## Exercises to complete:
- A) Which dates appear in the blog excerpt? List every one.
- B) Do these statements agree with the blog excerpt? (i) The Federal Reserve is declining to name who received almost $2 trillion in emergency loans. (ii) The two overheard remarks were heard at the Museum of Modern Art. (iii) The security guards the writer noticed were walking through the galleries on patrol. Answer yes or no for each, quoting the words that decide it.
- C) Continue the blog excerpt from its final sentence.

## Passage:

-*-*-

Sorry, you can go back to worshiping your Hope posters now, kids.
Tuesday, November 11, 2008
“The Federal Reserve is refusing to identify the recipients of almost $2 trillion of emergency loans from American taxpayers or the troubled assets the central bank is accepting as collateral.” –Bloomberg
Sunday, June 22, 2008
If you’ve led a life like mine, rich in shame and filth, there are few opportunities for being sanctimonious and you have to seize those that offer themselves quickly.
– Another journo goes vegan and rails about how tough his life was without bloody shanks in perhaps the douchiest display yet (think: Bourdain forced to eat curry for a week and then waxing whiny about it to some 150 wpm assistant); but perhaps because he’s British (and employed by the Guardian) the humor makes up for some of the whine. Still, dude could use a cookie.
Tuesday, June 10, 2008
I had the fortunate occasion to overhear both of these gems today at the Metropolitan Museum of Art.
A mom to her 4-year-old boy in the Africa & Americas galleries: Joey, listen to me, all right? There are some places in the world where people aren’t ashamed of showing their penises.
A mom to her 8-year-old girl, on Sol Lewitt’s 13/3 sculpture: You could build that with your Jenga, couldn’t you?
I also saw two different security guards leaning against walls taking naps — perhaps to lull passersby into a false sense of security about their embarrassing snippets of conversation. Very clever.
Thursday, May 29, 2008
This week’s installment of Harper’s Findings is pretty sexy. (This is their science column, not to be confused with the weekly news report.)

-*-*-

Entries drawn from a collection
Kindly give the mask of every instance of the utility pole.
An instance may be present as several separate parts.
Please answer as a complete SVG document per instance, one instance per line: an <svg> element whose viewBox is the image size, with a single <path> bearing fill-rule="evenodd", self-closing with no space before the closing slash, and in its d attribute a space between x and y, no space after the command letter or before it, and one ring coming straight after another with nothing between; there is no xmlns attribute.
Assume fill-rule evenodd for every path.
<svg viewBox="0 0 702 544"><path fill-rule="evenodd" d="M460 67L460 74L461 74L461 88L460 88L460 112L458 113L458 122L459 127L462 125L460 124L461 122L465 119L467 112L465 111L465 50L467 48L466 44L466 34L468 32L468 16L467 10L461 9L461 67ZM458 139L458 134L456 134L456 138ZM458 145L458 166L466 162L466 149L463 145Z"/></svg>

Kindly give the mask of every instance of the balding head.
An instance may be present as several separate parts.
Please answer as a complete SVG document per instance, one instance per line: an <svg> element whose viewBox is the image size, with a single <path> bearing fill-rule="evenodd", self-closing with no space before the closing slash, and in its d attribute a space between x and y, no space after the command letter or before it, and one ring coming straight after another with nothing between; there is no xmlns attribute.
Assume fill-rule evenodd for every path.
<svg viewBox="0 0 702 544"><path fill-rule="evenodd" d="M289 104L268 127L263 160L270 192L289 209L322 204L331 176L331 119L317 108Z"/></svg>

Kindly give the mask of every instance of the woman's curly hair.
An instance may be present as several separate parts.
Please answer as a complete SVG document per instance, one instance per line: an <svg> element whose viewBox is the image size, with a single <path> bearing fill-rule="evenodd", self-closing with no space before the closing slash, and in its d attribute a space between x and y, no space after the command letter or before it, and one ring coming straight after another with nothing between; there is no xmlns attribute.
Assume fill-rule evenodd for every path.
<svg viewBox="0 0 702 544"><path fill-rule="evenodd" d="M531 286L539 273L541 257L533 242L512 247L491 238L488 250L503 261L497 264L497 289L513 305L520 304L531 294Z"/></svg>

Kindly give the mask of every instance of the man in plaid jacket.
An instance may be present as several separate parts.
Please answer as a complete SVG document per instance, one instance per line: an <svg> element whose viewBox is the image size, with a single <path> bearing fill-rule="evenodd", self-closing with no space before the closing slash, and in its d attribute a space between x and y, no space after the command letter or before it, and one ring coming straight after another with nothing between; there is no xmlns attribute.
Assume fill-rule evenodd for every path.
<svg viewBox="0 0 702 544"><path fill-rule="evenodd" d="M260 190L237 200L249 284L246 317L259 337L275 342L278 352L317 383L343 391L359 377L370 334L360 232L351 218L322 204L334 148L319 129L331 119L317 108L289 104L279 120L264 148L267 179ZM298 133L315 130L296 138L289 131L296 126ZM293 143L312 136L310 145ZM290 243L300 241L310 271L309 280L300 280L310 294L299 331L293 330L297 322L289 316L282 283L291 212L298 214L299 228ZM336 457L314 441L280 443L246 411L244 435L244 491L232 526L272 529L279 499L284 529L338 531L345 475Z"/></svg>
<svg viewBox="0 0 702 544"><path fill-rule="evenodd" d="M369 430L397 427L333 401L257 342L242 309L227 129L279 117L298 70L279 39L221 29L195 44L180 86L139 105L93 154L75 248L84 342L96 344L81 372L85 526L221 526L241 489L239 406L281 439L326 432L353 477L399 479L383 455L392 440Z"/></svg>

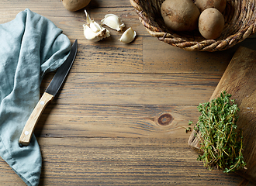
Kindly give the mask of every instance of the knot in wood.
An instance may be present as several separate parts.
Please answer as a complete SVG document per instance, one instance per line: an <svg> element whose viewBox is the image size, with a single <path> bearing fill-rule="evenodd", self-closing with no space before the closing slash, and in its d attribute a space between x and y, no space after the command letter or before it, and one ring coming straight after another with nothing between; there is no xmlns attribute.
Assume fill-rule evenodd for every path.
<svg viewBox="0 0 256 186"><path fill-rule="evenodd" d="M173 121L174 118L171 114L165 113L162 114L159 116L157 119L157 122L161 126L167 126L171 124L171 122Z"/></svg>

-*-*-

## Answers given:
- A) Tuesday, November 11, 2008; Sunday, June 22, 2008; Tuesday, June 10, 2008; Thursday, May 29, 2008

- B)
(i) Yes: "The Federal Reserve is refusing to identify the recipients of almost $2 trillion of emergency loans"
(ii) No: "at the Metropolitan Museum of Art"
(iii) No: "leaning against walls taking naps"

- C)
Half of all women were estimated to have no G-spot … An Australian study reported that college students make up 40 percent of Melbourne’s prostitutes … A sex hormone was found in the drinking water of San Francisco, and anti-anxiety medications were found in the drinking water of Southern California … A Scottish study determined that roughly half of a person’s happiness is due to genetics … Honeybees can recognize individual human faces.
It must be swarming season!
Thursday, May 22, 2008
The Harper’s Weekly Review newsletter always brightens my mid-week. This is just a taste of why, from the May 20th edition:
A 19-year-old college freshman was elected mayor of Muskogee, Oklahoma. “Right now I’m between girlfriends,” said John Tyler Hammons, who is president of both the Young Republicans and the Young Democrats at his university. “I’m looking to fill that position.” … The Vatican’s chief astronomer said that it’s not a contradiction of faith to believe in aliens and that we may have intelligent, God-created “extraterrestrial brothers.” … U.S. Air Force pilots were testing the Advanced Mission Extender Device, the result of a $5 million program to replace unhygienic “piddle packs” with a system that converts urine into a gel. Los Angeles was considering whether to turn its raw sewage into drinking water.
All right, move along, back to work.
Wednesday, May 14, 2008
On his process: “Sometimes I just sit on the couch, and if I look out the window and see a fat guy with bloody knuckles and curlers in his hair spitting, I start to think, ‘Wow, what does that guy do for a living? What do his kids look like?’ It just happens like that.”